▸ Study text:
========================================

Destroyer of Worlds.

“We have discovered the most terrible bomb in the history of the world. It may be the fire destruction prophesied in the Euphrates Valley Era, after Noah and his fabulous Ark.” Have your perambulators and origami cranes at the ready…I missed this ten days ago amid the Half-Blood hullabaloo and drive south, but it’s very well-done: 20/20 Hindsight takes a trip in the Wayback Machine to blog the 60th anniversary of the Trinity Test in real-time.

Millennium Falcons.

“‘There’s very little in life that is 100 percent guaranteed,’ said N. Wayne Hale Jr., the deputy manager of the shuttle program, at a news briefing Sunday evening. ‘And there’s probably less in rocket science.‘ With Discovery poised to fly tomorrow despite a nagging sensor problem, the NYT examines the durability of the aging shuttle fleet. Update: Back in the blue! Godspeed, STS-114.

Ever Watchful.

“Concealed within his fortress, the Lord of Mordor sees all. His gaze pierces cloud, shadow, earth and flesh. You know of what I speak, Gandalf — a Great Eye, lidless, wreathed in flame.”. (Via Supercres.)

========================================

Items from a dataset:
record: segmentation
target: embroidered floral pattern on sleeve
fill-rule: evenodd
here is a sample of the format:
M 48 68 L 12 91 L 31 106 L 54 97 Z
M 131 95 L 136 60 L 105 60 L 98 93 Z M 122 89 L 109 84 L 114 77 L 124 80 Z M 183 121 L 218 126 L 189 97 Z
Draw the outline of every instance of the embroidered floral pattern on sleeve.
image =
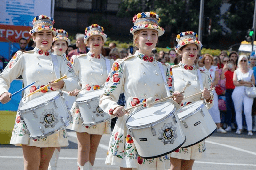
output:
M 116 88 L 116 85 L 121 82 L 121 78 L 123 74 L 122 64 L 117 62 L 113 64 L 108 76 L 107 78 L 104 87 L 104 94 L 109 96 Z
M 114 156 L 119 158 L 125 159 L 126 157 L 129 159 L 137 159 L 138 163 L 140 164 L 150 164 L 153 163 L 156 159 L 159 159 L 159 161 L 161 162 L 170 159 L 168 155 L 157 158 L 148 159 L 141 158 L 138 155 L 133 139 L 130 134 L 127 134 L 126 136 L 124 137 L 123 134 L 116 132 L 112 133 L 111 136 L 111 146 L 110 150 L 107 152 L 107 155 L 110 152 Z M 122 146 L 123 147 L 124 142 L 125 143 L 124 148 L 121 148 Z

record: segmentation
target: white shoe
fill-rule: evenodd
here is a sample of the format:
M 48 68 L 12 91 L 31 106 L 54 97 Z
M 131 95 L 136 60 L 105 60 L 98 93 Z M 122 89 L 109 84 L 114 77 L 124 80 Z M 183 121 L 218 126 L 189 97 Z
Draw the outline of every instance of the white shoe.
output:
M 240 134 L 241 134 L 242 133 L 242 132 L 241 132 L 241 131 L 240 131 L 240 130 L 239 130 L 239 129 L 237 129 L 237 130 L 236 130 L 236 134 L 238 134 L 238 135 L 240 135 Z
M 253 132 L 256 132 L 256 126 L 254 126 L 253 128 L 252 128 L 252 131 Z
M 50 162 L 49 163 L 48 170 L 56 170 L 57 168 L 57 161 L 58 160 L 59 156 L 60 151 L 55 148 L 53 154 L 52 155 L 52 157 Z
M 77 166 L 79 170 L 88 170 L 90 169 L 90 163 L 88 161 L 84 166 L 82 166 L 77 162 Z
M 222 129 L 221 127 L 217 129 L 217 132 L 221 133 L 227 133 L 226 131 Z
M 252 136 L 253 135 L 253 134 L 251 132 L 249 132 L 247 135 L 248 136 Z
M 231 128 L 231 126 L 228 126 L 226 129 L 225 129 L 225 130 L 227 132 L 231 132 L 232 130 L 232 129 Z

========================================

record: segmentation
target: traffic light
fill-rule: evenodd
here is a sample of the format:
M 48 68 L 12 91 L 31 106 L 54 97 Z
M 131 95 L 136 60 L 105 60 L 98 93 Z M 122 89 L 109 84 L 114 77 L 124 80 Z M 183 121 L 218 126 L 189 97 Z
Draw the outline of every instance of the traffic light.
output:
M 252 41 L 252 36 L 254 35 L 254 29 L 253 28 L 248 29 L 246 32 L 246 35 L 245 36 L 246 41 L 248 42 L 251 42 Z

========================================

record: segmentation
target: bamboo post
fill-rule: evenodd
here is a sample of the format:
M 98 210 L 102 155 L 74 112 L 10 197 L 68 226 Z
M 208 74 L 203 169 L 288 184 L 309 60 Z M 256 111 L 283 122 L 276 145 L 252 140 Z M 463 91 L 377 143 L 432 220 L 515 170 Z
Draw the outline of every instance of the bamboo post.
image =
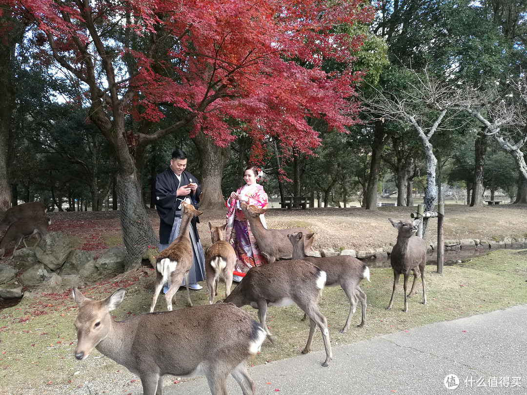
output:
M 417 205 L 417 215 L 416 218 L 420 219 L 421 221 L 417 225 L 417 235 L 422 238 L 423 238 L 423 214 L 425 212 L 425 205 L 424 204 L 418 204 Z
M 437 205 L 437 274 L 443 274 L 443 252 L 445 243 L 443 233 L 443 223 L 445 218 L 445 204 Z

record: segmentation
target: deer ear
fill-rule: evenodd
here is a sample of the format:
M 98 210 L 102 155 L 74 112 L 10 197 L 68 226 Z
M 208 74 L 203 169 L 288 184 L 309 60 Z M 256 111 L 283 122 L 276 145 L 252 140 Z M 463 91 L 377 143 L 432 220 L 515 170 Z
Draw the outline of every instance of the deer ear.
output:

========================================

▸ Assignment: Write a continuation of the blog text, picking up after its final line. None of the items are required.

▸ Expected answer:
(And, while I’m quoting our fallen friend, Saruman of Many Colors: “The hour is later than you think. Sauron’s forces are already moving. The Nine have left Minas Morgul…they crossed the river Potomac on Midsummer’s Eve, disguised as judges in black.“)

Sail on, Silver Bird.

All systems are go today for the launch of Cosmos 1, a satellite designed to test the possibility of interstellar travel via solar sail. “Because it carries no fuel and keeps accelerating over almost unlimited distances, it is the only technology now in existence that can one day take us to the stars.” (Well, it worked for Chris Lee.) Update: Uh oh

Hardwired?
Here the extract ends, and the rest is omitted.